Exercise instructions:
**1.** Answer the following questions from the text on reading Heidegger:
(a) In what year was the paper written?
(b) Who taught the class for which the paper was written?
(c) According to the introduction, Heidegger's texts play the same role as which concept in "The Origin of the Work of Art"?
**2.** Rewrite the stretch from "In preperation for" through "for student discussion." in the text on reading Heidegger, putting "term" in place of "semester".
**3.** Carry on the essay on reading Heidegger from the point at which it stops.

Text shown:
- - -
On Reading Heidegger
Hermeneutic Cyclicality in "The Origin of the Work of Art" (1935, 1950).
In preperation for a BA Seminar on “Close Reading: Theory & Practice” I intend to give at the RUB this coming semester, I’ve been going back through some of my own work as a student. The following is a slightly edited paper I wrote way back in 2012 for a class given by Laura Bieger at the John F. Kennedy Institute of the Freie University Berlin. I’m considering using it as a model for student discussion.
On Reading Heidegger
By Lee A. Flamand
Introduction
Heidegger is a notoriously difficult philosopher to read. His wordplay and hermeneutic style of argumentation notwithstanding, even getting a grip on the simple sense of what Heidegger wants to say can be difficult at times. This is, of course, intentional; stylistic opacity forces us to work towards the excavation of a meaning which is never fully disclosed, and is therefore never exhausted. Heidegger’s texts, in many ways, play the same role as the concept of earth in his essay “The Origin of the Work of Art”—they conceal. “The Earth is essentially self-secluding. To set forth the earth means: to bring it into the open as the self-secluding” (25). Thus, we encounter the first step towards formulating our reading of Heidegger’s work: bringing into the open and explicitly recognizing the resistant, self-secluding nature of the text, and taking seriously the difficulty and opacity with which we come into contact with it. In other words, we must understand that, no matter how many times we may have grappled with it, we have not yet fully disclosed it to ourselves: “the truth that opens itself in the work can never be verified or derived from what went before. In its exclusive reality, what went before is refuted by the work” (47). The resistance of Heidegger’s style to the full disclosure of meaning is thus part-and-parcel of his argument; it constructs a hermeneutic engine of recursive self-revealing and self-concealing, much as the work of art itself enacts a dramaturgy of disclosure and withdrawal. Like the work of art, Heidegger’s thought unfolds precisely by folding back in on itself, thus clearing out space for the perpetual self-disclosures of the work-as-world(maker) through the inexhaustible resistance of the text-as-earth.
- - -
Point annotation records:
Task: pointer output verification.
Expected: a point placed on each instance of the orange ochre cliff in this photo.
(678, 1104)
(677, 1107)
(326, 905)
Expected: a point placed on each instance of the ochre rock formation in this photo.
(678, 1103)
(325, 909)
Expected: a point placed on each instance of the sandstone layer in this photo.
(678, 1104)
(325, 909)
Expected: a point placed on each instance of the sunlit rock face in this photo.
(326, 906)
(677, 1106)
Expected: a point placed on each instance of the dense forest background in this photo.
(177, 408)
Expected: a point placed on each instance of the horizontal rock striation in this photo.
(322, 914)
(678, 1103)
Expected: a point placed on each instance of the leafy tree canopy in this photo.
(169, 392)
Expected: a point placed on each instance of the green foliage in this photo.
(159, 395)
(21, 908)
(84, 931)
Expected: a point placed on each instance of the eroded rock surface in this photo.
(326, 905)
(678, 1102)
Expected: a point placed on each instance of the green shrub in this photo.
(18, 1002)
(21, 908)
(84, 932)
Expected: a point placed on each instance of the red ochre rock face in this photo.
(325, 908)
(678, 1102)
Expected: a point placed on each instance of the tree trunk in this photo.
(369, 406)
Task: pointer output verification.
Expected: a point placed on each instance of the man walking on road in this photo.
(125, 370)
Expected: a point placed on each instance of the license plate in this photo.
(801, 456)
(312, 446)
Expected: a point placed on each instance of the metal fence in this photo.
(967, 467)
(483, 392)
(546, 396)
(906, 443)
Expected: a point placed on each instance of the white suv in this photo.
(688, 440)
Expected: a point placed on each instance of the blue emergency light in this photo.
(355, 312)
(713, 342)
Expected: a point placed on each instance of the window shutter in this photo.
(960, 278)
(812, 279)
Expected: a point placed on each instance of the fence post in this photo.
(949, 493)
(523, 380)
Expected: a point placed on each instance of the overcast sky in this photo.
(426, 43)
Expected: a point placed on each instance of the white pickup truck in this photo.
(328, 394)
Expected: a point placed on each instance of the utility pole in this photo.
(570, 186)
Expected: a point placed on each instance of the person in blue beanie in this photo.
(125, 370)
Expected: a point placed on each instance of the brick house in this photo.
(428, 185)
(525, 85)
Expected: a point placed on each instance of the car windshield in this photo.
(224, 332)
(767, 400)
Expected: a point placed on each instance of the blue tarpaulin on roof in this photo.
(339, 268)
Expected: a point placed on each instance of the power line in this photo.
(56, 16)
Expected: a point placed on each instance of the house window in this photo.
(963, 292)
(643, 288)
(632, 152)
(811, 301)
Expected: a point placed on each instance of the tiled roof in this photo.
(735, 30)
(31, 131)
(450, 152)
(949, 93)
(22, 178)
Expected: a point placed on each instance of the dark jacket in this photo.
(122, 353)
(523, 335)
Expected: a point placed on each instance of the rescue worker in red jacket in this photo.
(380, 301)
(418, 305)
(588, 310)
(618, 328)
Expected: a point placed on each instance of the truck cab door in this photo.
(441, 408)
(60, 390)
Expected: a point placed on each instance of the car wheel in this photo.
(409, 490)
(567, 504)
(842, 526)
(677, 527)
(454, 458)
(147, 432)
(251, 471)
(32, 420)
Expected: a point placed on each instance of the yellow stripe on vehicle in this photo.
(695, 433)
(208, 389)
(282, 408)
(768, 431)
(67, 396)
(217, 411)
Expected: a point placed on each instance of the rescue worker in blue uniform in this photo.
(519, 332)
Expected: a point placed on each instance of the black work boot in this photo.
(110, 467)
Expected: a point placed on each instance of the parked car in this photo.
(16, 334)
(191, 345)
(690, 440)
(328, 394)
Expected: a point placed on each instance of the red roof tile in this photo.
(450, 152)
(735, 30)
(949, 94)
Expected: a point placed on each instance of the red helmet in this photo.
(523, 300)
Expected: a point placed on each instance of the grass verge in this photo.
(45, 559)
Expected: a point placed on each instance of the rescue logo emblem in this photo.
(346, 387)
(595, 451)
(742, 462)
- - -
Replies:
**1.**
(a) 2012
(b) Laura Bieger
(c) The concept of earth

**2.**
In preperation for a BA Seminar on “Close Reading: Theory & Practice” I intend to give at the RUB this coming term, I’ve been going back through some of my own work as a student. The following is a slightly edited paper I wrote way back in 2012 for a class given by Laura Bieger at the John F. Kennedy Institute of the Freie University Berlin. I’m considering using it as a model for student discussion.

**3.**
Stylistic opacity forces us to work towards the excavation of a meaning which is never fully disclosed, and is therefore never exhausted.
Where, then, do we situate the work of reading in Heidegger’s thinking? What follows is an attempt to tease out what the meaning of reading might be in the ontological phenemonology of Heidegger’s thought. I attempt to bring out this meaning by reading “The Origin of the Work of Art” so as to disclose the ways in which it continually folds back in upon itself: the way in which, in other words, it discloses itself precisely to the degree in which it closes itself back off. This requires that we take the central claims of “The Origin of the Work of Art” seriously; in other words, we presume from the get-go that “The Origin of the Work of Art” is itself a work, ontologically comparable to the work of art, and therefore should be read on and in its own terms. Already “it is easy to see that we are moving in a circle” (2) when taking such a position on the ontological status of Heidegger’s essay. Staying true to this position will require a reading which is itself an opening up of the text to itself: a coming-into-being of the reading through the work, if you will. What does that mean? It means we never approach Heidegger’s work with the assumption that we already know it. With each reading, the text reveals itself to us before withdrawing back into concealment; it discloses something (a)new, teaching us how to read it all over (and over) again. (A proposal for a definition of misreading: to suppose that we know in advance that which we will come to uncover.)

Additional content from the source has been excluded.